> _AIM_
Please gather every line in the entries below that contains the word "rocky", copying each line in full.

> _Dataset rows on where objects appear_
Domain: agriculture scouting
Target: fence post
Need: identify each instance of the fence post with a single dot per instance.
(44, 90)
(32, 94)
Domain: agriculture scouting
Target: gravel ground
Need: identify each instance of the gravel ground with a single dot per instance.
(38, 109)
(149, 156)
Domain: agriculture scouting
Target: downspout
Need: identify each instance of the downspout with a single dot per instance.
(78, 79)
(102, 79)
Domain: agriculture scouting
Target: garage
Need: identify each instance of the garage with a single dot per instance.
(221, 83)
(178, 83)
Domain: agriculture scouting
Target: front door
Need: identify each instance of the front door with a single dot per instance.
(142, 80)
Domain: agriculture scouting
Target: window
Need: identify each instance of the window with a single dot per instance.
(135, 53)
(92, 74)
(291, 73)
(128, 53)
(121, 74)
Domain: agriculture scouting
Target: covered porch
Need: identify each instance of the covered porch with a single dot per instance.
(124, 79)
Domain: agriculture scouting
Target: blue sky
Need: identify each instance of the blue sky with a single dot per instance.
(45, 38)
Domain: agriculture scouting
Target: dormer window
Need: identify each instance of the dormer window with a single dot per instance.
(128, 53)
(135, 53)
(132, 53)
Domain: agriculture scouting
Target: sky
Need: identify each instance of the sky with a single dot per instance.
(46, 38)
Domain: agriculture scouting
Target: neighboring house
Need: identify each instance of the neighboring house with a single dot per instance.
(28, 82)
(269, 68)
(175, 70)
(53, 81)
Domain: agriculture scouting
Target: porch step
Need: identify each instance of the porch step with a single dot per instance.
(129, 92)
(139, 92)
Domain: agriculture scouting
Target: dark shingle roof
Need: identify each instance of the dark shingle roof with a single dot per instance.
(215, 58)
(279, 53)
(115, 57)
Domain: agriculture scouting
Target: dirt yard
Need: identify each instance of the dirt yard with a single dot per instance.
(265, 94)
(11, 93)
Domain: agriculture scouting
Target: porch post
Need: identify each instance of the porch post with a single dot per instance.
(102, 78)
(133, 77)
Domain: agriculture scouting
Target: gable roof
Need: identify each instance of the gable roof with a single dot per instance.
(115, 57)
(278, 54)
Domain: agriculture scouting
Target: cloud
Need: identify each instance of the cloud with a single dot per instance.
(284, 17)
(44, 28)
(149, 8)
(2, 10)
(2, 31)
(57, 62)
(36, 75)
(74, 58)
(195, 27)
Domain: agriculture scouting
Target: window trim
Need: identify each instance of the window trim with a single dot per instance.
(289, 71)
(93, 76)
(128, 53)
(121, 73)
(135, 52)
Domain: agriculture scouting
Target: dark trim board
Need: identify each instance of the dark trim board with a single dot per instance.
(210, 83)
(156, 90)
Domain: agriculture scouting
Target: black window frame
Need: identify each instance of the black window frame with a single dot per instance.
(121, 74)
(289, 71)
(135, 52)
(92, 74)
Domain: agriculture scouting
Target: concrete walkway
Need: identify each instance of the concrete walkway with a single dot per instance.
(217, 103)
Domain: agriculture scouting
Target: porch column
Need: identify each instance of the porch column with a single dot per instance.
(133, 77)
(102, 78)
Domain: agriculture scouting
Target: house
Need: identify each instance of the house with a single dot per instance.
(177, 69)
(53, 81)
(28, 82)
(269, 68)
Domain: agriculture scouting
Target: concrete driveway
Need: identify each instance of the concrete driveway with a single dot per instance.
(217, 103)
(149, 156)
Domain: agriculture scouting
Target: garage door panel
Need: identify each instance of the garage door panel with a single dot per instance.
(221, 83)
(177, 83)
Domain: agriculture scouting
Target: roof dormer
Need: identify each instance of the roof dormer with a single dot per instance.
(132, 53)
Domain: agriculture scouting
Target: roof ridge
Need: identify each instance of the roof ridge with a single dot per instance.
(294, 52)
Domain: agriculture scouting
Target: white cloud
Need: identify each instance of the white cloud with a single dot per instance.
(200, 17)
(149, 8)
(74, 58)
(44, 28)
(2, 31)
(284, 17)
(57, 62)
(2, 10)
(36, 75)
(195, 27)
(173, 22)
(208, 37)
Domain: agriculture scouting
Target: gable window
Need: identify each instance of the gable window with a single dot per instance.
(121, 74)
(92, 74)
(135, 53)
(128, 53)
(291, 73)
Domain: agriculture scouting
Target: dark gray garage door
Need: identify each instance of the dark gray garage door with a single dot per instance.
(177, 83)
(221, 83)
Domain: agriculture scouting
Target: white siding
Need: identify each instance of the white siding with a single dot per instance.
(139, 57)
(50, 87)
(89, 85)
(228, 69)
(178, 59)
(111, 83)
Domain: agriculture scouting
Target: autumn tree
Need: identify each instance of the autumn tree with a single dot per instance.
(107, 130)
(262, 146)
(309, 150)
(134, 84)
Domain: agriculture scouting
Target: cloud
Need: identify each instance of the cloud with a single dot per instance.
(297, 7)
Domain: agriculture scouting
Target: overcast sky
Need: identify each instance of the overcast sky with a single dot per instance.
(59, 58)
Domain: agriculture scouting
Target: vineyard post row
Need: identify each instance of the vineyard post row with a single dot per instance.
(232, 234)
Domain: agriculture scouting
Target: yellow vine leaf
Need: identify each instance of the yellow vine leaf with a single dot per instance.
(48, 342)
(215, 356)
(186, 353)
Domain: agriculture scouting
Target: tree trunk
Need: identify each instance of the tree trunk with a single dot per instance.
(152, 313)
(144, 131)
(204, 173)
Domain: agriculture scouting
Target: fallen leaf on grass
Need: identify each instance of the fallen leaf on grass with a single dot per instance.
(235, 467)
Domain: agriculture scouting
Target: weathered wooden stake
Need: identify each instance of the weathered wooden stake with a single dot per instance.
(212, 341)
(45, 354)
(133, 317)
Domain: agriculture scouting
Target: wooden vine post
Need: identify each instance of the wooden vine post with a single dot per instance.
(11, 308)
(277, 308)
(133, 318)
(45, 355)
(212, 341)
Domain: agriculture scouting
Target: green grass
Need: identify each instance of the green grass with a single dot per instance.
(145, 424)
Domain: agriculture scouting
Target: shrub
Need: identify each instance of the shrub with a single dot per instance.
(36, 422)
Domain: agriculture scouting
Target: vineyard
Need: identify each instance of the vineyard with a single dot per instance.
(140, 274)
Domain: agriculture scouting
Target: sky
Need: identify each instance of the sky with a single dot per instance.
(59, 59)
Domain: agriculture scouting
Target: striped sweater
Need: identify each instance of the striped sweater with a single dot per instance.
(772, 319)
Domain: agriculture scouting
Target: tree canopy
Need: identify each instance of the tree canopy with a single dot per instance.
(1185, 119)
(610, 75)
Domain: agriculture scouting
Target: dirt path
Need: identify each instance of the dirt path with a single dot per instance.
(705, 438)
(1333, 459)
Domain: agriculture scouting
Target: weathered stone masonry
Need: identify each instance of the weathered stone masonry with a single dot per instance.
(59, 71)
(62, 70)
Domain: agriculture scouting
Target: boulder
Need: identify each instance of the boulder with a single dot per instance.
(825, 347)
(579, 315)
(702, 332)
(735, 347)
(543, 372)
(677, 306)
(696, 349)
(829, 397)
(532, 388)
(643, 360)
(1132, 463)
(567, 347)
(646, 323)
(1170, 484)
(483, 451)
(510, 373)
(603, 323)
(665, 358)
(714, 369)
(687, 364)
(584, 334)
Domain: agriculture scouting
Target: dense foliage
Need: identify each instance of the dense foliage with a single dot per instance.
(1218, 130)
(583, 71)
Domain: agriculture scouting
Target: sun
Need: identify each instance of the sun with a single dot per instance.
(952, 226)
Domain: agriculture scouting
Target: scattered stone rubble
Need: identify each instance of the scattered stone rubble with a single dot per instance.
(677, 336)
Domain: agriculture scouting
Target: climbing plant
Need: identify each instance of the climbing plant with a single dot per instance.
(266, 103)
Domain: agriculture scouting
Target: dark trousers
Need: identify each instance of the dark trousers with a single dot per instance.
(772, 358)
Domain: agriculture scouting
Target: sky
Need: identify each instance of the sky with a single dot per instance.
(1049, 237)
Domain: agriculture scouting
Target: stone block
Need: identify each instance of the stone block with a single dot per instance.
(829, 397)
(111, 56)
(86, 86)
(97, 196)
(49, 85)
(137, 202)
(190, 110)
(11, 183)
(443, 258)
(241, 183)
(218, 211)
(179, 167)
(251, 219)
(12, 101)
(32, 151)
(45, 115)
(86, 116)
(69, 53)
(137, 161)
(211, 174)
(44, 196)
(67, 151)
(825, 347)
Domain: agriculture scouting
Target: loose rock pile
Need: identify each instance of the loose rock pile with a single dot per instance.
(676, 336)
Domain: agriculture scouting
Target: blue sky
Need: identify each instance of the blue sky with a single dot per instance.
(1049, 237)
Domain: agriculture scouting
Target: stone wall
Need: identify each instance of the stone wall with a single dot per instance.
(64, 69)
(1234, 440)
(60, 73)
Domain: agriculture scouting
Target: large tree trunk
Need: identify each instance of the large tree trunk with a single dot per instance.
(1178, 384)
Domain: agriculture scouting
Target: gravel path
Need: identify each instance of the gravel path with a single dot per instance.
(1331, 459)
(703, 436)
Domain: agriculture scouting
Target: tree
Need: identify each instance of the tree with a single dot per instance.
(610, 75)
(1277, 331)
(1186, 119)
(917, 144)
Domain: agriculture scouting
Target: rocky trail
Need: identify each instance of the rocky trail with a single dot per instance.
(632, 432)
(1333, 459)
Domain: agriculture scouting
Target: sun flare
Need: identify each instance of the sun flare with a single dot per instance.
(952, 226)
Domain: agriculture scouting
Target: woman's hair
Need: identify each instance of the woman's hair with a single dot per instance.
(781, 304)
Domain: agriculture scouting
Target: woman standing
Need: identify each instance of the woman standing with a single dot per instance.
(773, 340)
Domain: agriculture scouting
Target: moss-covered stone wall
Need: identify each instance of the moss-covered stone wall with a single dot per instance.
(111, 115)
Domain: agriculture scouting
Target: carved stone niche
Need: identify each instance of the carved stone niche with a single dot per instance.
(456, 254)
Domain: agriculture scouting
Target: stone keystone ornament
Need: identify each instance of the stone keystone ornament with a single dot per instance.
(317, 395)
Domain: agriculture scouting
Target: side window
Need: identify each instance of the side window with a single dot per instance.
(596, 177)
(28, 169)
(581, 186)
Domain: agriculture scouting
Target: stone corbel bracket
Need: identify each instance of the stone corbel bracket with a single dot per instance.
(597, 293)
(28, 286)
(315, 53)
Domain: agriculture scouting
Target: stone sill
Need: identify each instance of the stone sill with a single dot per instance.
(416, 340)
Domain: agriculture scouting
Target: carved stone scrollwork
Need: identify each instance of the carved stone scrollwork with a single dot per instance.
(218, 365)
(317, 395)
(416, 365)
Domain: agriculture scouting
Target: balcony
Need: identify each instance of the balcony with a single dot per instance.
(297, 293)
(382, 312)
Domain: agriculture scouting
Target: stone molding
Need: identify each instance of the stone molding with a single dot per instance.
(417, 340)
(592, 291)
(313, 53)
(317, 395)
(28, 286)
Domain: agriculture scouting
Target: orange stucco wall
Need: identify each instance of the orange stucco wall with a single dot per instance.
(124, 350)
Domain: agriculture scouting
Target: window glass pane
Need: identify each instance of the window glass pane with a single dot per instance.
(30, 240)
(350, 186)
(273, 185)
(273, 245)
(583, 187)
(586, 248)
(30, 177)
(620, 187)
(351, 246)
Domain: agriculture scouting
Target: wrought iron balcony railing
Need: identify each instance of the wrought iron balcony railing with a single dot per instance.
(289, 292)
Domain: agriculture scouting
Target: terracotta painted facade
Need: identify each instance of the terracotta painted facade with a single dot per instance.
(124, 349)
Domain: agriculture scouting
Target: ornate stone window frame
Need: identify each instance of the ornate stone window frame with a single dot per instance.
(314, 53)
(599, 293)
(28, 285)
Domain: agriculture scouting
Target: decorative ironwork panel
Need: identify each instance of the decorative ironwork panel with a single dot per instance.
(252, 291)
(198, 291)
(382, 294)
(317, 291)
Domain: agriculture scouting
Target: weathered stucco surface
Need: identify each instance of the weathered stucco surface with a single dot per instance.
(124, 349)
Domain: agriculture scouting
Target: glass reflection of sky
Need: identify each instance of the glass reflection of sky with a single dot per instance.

> _SOLUTION TO THIS TASK_
Target: rocky trail
Need: identify each instance of the rocky trail with a single dot per instance.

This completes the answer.